### Exercise prompt
Please change "Where can you spot" to "Where do you see" throughout the rows below, keeping every other line, point, and word the same. Leave the pictures out of your answer.

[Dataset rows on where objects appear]
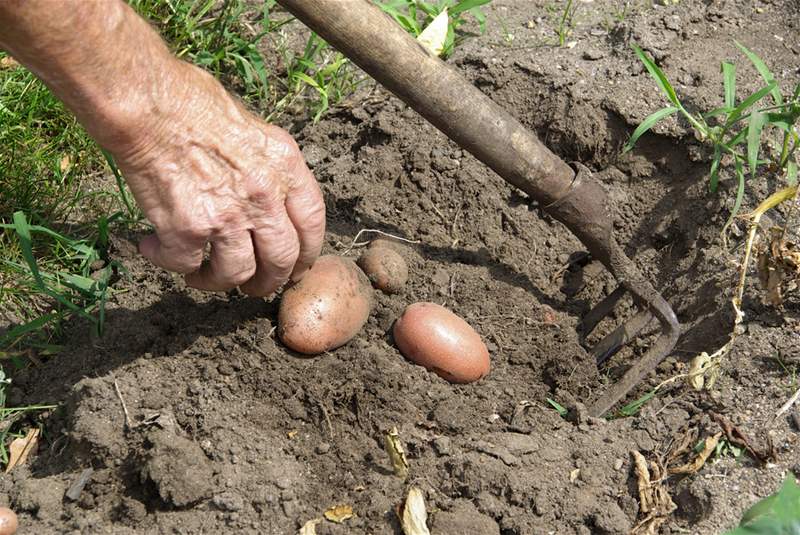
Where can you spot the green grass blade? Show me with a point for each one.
(791, 172)
(716, 112)
(765, 73)
(649, 122)
(658, 75)
(747, 103)
(729, 82)
(14, 334)
(783, 120)
(714, 177)
(738, 138)
(24, 233)
(739, 191)
(633, 407)
(562, 411)
(466, 5)
(754, 128)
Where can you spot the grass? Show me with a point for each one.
(55, 231)
(778, 513)
(737, 130)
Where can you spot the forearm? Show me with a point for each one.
(99, 57)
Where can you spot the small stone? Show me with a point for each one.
(593, 54)
(228, 501)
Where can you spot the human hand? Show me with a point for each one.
(210, 172)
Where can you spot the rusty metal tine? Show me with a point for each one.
(623, 334)
(569, 193)
(600, 311)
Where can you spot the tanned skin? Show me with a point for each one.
(202, 168)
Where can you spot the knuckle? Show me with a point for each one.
(285, 258)
(242, 276)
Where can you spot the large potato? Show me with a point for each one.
(326, 308)
(432, 336)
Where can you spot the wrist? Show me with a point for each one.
(187, 107)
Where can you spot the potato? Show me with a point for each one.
(326, 308)
(432, 336)
(385, 268)
(8, 521)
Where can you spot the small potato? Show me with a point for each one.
(326, 308)
(8, 521)
(385, 268)
(432, 336)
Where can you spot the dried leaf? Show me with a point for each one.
(698, 462)
(736, 437)
(20, 448)
(396, 453)
(339, 513)
(435, 34)
(655, 503)
(697, 370)
(778, 266)
(414, 517)
(310, 527)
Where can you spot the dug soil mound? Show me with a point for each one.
(229, 432)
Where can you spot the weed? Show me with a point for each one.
(217, 39)
(737, 128)
(736, 131)
(779, 513)
(78, 289)
(9, 416)
(328, 73)
(46, 155)
(565, 23)
(415, 15)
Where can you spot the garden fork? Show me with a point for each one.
(374, 42)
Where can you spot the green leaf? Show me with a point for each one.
(765, 73)
(24, 233)
(717, 111)
(714, 177)
(746, 103)
(466, 5)
(735, 140)
(308, 80)
(739, 190)
(783, 120)
(729, 82)
(633, 407)
(649, 122)
(754, 128)
(12, 335)
(562, 411)
(791, 172)
(658, 75)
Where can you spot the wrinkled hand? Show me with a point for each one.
(212, 173)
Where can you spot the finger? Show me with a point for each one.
(184, 257)
(276, 249)
(306, 209)
(232, 263)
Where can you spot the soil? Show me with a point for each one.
(230, 432)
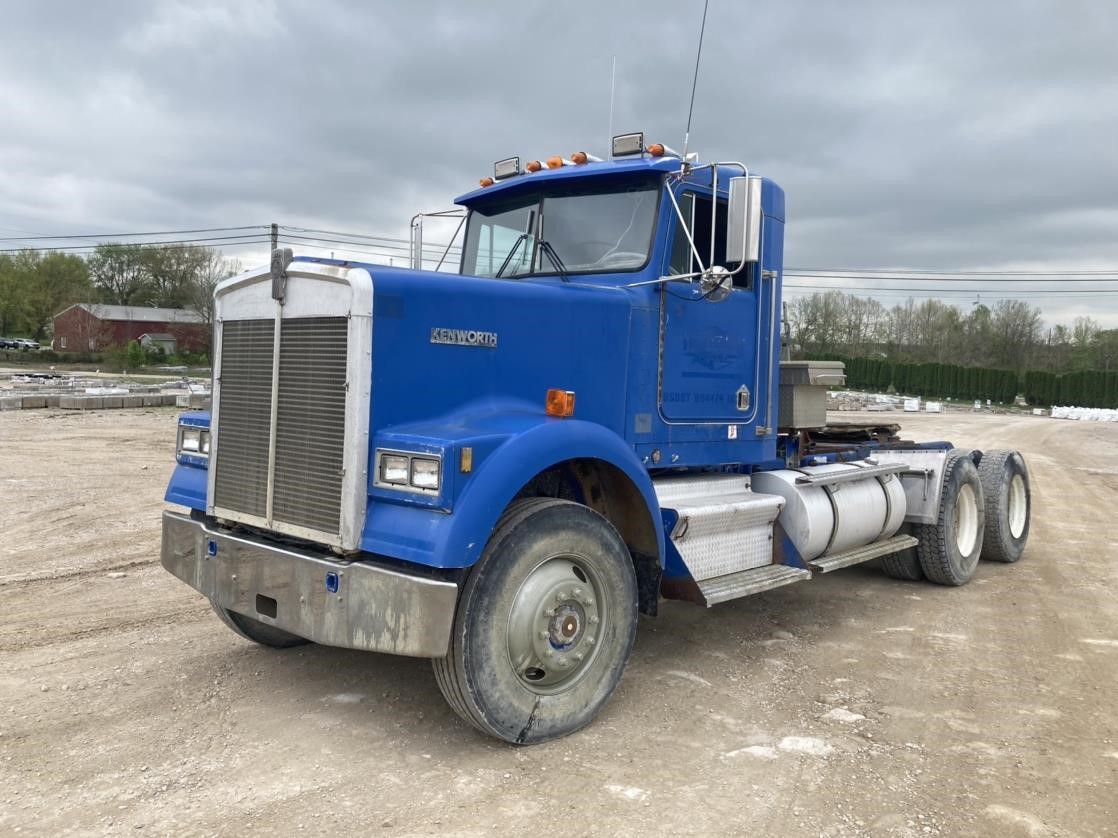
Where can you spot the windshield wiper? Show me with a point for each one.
(553, 258)
(515, 246)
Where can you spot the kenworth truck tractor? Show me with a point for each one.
(500, 469)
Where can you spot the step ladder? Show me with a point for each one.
(723, 533)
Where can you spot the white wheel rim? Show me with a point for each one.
(1017, 505)
(966, 520)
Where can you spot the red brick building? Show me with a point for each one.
(89, 326)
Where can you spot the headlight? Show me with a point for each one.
(409, 472)
(193, 443)
(394, 469)
(425, 473)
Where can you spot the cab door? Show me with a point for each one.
(710, 350)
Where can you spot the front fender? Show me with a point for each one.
(456, 540)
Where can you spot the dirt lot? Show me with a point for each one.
(849, 705)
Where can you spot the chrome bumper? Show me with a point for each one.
(372, 608)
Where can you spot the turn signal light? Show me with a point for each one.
(560, 402)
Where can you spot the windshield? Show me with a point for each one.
(586, 229)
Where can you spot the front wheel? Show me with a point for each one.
(949, 549)
(1005, 485)
(545, 626)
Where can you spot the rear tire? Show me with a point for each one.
(257, 631)
(1008, 505)
(545, 625)
(949, 549)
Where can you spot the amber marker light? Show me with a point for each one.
(560, 402)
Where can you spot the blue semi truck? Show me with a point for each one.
(500, 469)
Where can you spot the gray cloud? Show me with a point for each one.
(947, 135)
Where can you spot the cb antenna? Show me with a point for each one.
(694, 82)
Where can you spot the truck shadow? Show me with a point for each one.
(395, 696)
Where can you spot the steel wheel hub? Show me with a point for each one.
(966, 520)
(1017, 501)
(555, 625)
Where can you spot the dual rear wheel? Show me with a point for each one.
(984, 513)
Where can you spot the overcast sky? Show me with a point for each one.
(934, 135)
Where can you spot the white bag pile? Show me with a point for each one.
(1086, 415)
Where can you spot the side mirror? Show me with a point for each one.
(744, 220)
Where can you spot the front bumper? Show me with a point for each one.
(373, 608)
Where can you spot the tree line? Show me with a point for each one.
(1007, 335)
(1082, 388)
(37, 285)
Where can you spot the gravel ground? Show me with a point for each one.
(850, 705)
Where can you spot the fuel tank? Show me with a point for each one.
(831, 517)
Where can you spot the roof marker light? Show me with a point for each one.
(627, 144)
(507, 168)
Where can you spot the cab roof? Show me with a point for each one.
(606, 168)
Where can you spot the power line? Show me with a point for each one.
(1034, 277)
(245, 239)
(967, 292)
(1052, 272)
(132, 235)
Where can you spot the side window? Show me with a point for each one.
(697, 209)
(498, 238)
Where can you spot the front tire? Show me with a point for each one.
(903, 564)
(949, 549)
(1008, 505)
(545, 625)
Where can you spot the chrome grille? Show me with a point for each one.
(240, 479)
(311, 422)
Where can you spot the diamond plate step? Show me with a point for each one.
(722, 526)
(827, 563)
(746, 582)
(878, 469)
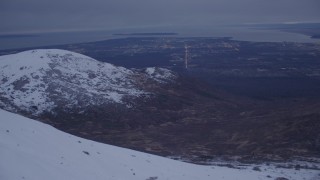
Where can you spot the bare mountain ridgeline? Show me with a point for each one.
(236, 98)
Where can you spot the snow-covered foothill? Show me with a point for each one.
(160, 75)
(42, 79)
(32, 150)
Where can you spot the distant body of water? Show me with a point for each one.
(236, 33)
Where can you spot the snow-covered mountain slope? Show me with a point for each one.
(36, 151)
(40, 80)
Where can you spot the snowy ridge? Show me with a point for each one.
(36, 151)
(40, 80)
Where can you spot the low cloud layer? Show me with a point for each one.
(17, 16)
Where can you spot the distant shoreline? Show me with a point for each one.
(145, 34)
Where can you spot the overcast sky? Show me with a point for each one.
(19, 16)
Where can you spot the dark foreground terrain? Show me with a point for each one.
(249, 99)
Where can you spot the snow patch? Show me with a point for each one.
(33, 150)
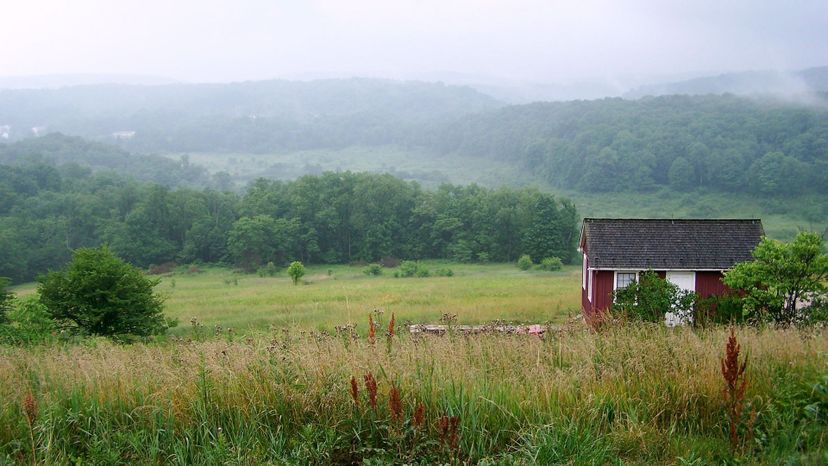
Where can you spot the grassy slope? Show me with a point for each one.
(627, 395)
(477, 294)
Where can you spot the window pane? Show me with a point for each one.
(624, 279)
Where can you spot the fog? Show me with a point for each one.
(611, 44)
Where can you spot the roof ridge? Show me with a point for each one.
(662, 219)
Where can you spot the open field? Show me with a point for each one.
(476, 294)
(627, 395)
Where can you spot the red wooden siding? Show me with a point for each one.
(710, 283)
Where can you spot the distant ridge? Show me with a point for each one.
(767, 82)
(57, 81)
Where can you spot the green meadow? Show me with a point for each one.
(336, 295)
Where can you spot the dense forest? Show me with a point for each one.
(61, 192)
(47, 211)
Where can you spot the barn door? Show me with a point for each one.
(685, 281)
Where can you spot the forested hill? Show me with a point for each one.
(721, 143)
(47, 211)
(245, 117)
(796, 83)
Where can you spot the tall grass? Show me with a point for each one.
(636, 394)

### Written response
Where do you see the green grass blade? Show me with a point for each one.
(791, 172)
(716, 112)
(765, 73)
(649, 122)
(658, 75)
(747, 103)
(729, 82)
(14, 334)
(783, 120)
(714, 177)
(738, 138)
(24, 233)
(739, 191)
(633, 407)
(562, 411)
(466, 5)
(754, 128)
Where do you see the grass? Show me with a point for each one.
(55, 231)
(778, 513)
(737, 130)
Where do you see the forearm? Show me with a point for each one.
(99, 57)
Where do you see the small stone? Show me with a point for each one.
(593, 54)
(228, 501)
Where do you see the human hand? Show me with a point for each one.
(210, 172)
Where do you see the rusty metal tine? Show me with a point for each one.
(623, 334)
(569, 193)
(600, 311)
Where do you see the tanned skin? Show me with a point for each one.
(202, 168)
Where do you see the knuckle? Show me with a point for each one.
(285, 258)
(242, 276)
Where do you see the large potato? Show me with a point for each one.
(326, 308)
(432, 336)
Where do you see the wrist? Show me with a point for each one.
(187, 107)
Where do you see the potato? Show me with a point for each one.
(326, 308)
(432, 336)
(385, 268)
(8, 521)
Where do you see the small potato? Show me with a point for each one.
(326, 308)
(8, 521)
(385, 268)
(432, 336)
Where do you see the dried leaf? Show me with a point for each one.
(698, 462)
(736, 437)
(20, 448)
(396, 453)
(339, 513)
(435, 34)
(655, 503)
(697, 370)
(778, 266)
(414, 517)
(310, 527)
Where do you see the dug soil mound? Show me with a point for each one.
(229, 432)
Where do you see the weed? Show me with a point for each one.
(217, 39)
(737, 128)
(736, 131)
(779, 513)
(78, 289)
(9, 416)
(328, 73)
(46, 155)
(565, 23)
(415, 15)
Where do you see the garden fork? Show me with a point for each one.
(374, 42)
Where do you see the green leaf? Show me with a point for each one.
(765, 73)
(24, 233)
(717, 111)
(714, 177)
(746, 103)
(466, 5)
(735, 140)
(308, 80)
(739, 190)
(783, 120)
(729, 82)
(633, 407)
(649, 122)
(754, 128)
(12, 335)
(562, 411)
(791, 172)
(658, 75)
Where do you see the wrinkled hand? Show me with a point for each one.
(212, 173)
Where do you see the finger? Show me with a point for each one.
(184, 257)
(276, 249)
(306, 209)
(232, 263)
Where do you see the soil? Show me with a point for each one.
(230, 432)
Where do you see the windshield wiper? Show me with a point for each one.
(553, 258)
(515, 246)
Where do you see the kenworth truck tractor? Show me with a point for each one.
(500, 469)
Where do you see the step ladder? Show me with a point for each one.
(723, 533)
Where do you see the white wheel rim? Show me with a point for each one.
(1017, 505)
(966, 520)
Where do you see the red brick building? Show me with a point for each one.
(89, 326)
Where do you see the headlight? Show me with a point for each one.
(409, 472)
(193, 443)
(394, 469)
(425, 473)
Where do you see the cab door? Show me with a point for each one.
(710, 350)
Where do you see the front fender? Show me with a point for each one.
(456, 540)
Where do you see the dirt lot? Show me with a point for each one.
(849, 705)
Where do you see the chrome bumper? Show me with a point for each one.
(372, 608)
Where do you see the turn signal light? Show me with a point for each one.
(560, 402)
Where do you see the windshield? Show me with a point for each one.
(586, 229)
Where do you see the front wheel? Show me with a point for each one.
(949, 549)
(1005, 485)
(545, 626)
Where do you see the rear tire? Show me with a point for each one.
(257, 631)
(1008, 505)
(545, 625)
(949, 549)
Where do you see the amber marker light? Show me with a point for each one.
(560, 402)
Where do you see the blue semi truck? Show me with a point for each one.
(500, 469)
Where do you see the gray cloud? Show me with a point for each one.
(947, 135)
Where do you see the cb antenna? Show me with a point for each one.
(694, 82)
Where do you see the truck shadow? Show me with a point for each one.
(395, 696)
Where do you see the steel wheel hub? Show me with a point for each one.
(966, 520)
(1017, 501)
(555, 625)
Where do you see the dual rear wheel? Show me with a point for each one.
(984, 513)
Where do you see the overcast sky? Show me with a point for each one.
(934, 135)
Where do you see the white bag pile? Show me with a point for each one.
(1086, 415)
Where do you see the side mirror? Show me with a point for each one.
(744, 220)
Where do you see the front bumper? Show me with a point for each one.
(373, 608)
Where do you see the tree line? Show me with a point for each one.
(1007, 335)
(1082, 388)
(37, 285)
Where do you see the gravel ground? Show me with a point for each one.
(850, 705)
Where do you see the fuel tank? Show me with a point for each one.
(831, 517)
Where do you see the roof marker light? Show me with a point for each one.
(627, 144)
(507, 168)
Where do you see the cab roof? Show me with a point for each one.
(606, 168)
Where do you see the power line? Show me with a point for each one.
(1034, 277)
(245, 239)
(967, 292)
(1052, 272)
(132, 235)
Where do you see the side window? Show me with a point for each one.
(697, 209)
(498, 238)
Where do you see the front tire? Show me with a point for each one.
(903, 564)
(949, 549)
(1008, 505)
(545, 625)
Where do you see the chrome grille? Show me with a point for each one.
(240, 479)
(311, 422)
Where do you see the diamond plate step? Show me with a point for each one.
(722, 526)
(827, 563)
(746, 582)
(878, 469)
Where do you see the bare mountain ridgeline? Show me with a point for each one.
(236, 98)
Where do you see the snow-covered foothill? Show me with a point for each one.
(160, 75)
(42, 79)
(32, 150)
Where do you see the distant body of water? Show me with a point for each one.
(236, 33)
Where do you see the snow-covered mountain slope? Show me with a point for each one.
(36, 151)
(40, 80)
Where do you see the snowy ridge? Show me with a point for each one.
(36, 151)
(40, 80)
Where do you see the low cloud layer? Show me with a point for each one.
(17, 16)
Where do you see the distant shoreline? Show me with a point for each one.
(145, 34)
Where do you see the overcast sky? Show me with a point for each one.
(19, 16)
Where do you see the dark foreground terrain? Show me with a point for each one.
(249, 99)
Where do you see the snow patch? Show me with a point for each one.
(33, 150)
Where do you see the grassy slope? Show me with a point for each one.
(627, 395)
(477, 294)
Where do you see the window pane? Show me with a point for each one.
(624, 279)
Where do you see the fog? Show me with a point for each one.
(611, 44)
Where do you see the roof ridge? Show me with a point for each one.
(662, 219)
Where do you see the open field? Show me with a point for each one.
(476, 294)
(627, 395)
Where do you see the red wooden siding? Show me with a point for each one.
(710, 283)
Where do you see the distant ridge? Show me with a point for each one.
(767, 82)
(57, 81)
Where do you see the green meadow? Show me with a point for each one.
(336, 295)
Where do you see the dense forest? Show me with a point for each one.
(61, 192)
(47, 211)
Where do you see the barn door? Show me with a point for each one.
(685, 281)
Where do you see the forested hill? Show me with a point for each one.
(721, 143)
(47, 211)
(245, 117)
(796, 83)
Where do you see the tall grass? Show me with a point for each one.
(636, 394)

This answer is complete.